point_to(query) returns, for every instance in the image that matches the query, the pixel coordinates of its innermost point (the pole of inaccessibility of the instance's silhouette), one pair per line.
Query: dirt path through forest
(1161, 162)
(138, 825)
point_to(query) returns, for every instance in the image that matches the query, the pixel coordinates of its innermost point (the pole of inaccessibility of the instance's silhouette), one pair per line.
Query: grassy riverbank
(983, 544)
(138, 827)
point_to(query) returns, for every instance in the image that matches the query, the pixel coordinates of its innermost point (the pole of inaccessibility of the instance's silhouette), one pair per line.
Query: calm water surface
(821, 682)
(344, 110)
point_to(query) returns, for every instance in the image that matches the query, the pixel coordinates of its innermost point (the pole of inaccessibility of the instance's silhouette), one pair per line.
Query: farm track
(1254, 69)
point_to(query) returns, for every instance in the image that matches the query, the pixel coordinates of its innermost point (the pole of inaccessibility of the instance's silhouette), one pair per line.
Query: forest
§ §
## Exercise details
Nothing is to be altered; retype each entry exactly.

## Answer to this task
point_to(query) returns, for every instance in the image that matches the query, the pixel coordinates of its innermost point (the pole of inaccessibility of the instance's silhouette), one pair per line.
Query: dirt path through forest
(1161, 162)
(138, 825)
point_to(query) returns, for every instance in the image that matches the query, the pixel coordinates of its innermost point (the pole of inaccessibility of the instance's silhouette), one pair per line.
Query: grassy riverbank
(983, 544)
(138, 827)
point_to(query) returns, for every instance in the image that matches the query, the pixel coordinates of its innermost point (the pole of inaccessibility of the instance's silhouette), one pair per line.
Query: calm water surface
(821, 682)
(344, 110)
point_to(query) returns, for every instance in the image that matches the query, the pixel coordinates of its innermost point (the pole of inaccessibility of the instance's silhouette), one pair per line.
Query: farm track
(1254, 69)
point_to(query) returns, for every instance in the image that matches the query, the pixel coordinates of its innermost point (the pole of inaccessibility of the instance's silhouette), one pair per line.
Query: forest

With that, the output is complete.